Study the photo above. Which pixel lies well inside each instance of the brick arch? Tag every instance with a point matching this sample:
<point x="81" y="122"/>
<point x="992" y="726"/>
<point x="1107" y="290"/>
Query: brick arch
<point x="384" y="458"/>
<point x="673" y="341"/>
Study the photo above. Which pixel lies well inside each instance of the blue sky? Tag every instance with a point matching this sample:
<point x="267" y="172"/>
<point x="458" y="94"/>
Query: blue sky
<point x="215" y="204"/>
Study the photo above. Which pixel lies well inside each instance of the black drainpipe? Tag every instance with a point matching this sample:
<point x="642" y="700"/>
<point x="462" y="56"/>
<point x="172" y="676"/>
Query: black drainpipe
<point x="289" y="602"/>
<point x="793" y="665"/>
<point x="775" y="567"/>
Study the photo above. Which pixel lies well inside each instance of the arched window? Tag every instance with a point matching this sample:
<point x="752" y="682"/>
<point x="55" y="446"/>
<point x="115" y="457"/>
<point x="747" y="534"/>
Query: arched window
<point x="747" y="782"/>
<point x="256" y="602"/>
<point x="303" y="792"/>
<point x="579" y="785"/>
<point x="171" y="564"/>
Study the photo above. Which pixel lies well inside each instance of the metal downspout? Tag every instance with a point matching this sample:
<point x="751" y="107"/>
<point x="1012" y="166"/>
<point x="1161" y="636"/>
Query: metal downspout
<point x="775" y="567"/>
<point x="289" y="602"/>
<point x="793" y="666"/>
==
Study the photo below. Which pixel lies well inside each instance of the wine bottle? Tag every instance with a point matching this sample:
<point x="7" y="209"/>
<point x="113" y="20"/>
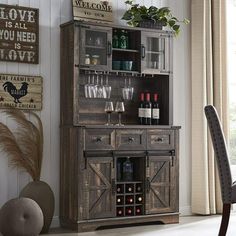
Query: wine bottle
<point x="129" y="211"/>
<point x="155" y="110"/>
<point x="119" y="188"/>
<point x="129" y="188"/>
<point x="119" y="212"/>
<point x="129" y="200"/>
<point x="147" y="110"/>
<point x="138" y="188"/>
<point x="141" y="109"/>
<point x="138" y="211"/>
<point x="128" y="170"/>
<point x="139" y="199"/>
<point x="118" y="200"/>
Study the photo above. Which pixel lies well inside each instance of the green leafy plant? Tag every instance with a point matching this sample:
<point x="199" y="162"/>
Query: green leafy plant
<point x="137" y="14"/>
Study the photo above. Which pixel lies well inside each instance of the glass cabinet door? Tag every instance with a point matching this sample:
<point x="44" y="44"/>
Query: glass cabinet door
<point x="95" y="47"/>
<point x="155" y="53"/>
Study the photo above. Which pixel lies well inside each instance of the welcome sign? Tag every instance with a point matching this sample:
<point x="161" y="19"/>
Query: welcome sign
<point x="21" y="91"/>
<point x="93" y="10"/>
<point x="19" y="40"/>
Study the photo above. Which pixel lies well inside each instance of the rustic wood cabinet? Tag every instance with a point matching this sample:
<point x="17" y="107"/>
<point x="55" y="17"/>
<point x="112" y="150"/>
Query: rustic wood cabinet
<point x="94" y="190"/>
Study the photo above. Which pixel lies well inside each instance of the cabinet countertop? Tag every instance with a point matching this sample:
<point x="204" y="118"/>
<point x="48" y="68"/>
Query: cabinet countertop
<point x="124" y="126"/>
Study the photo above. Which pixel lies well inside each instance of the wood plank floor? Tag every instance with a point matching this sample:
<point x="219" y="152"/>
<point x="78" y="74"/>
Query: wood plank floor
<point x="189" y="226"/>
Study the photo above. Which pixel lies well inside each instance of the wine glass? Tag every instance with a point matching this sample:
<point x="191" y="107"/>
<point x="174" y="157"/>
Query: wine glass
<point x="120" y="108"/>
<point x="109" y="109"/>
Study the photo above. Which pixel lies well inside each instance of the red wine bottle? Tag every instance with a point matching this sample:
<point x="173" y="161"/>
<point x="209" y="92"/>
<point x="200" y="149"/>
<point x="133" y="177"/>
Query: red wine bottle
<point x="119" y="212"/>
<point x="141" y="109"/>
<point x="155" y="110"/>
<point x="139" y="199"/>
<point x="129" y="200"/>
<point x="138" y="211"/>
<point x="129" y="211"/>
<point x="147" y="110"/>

▶ **Directive**:
Copy out each line of the listing above that contains the string "sign". Upper and lower case must match.

▶ **Reply to the exercise**:
Study the photo above. Which pixel lies well inside each instance of the welcome sign? Tag every instance with a point matching this sample:
Query: welcome sign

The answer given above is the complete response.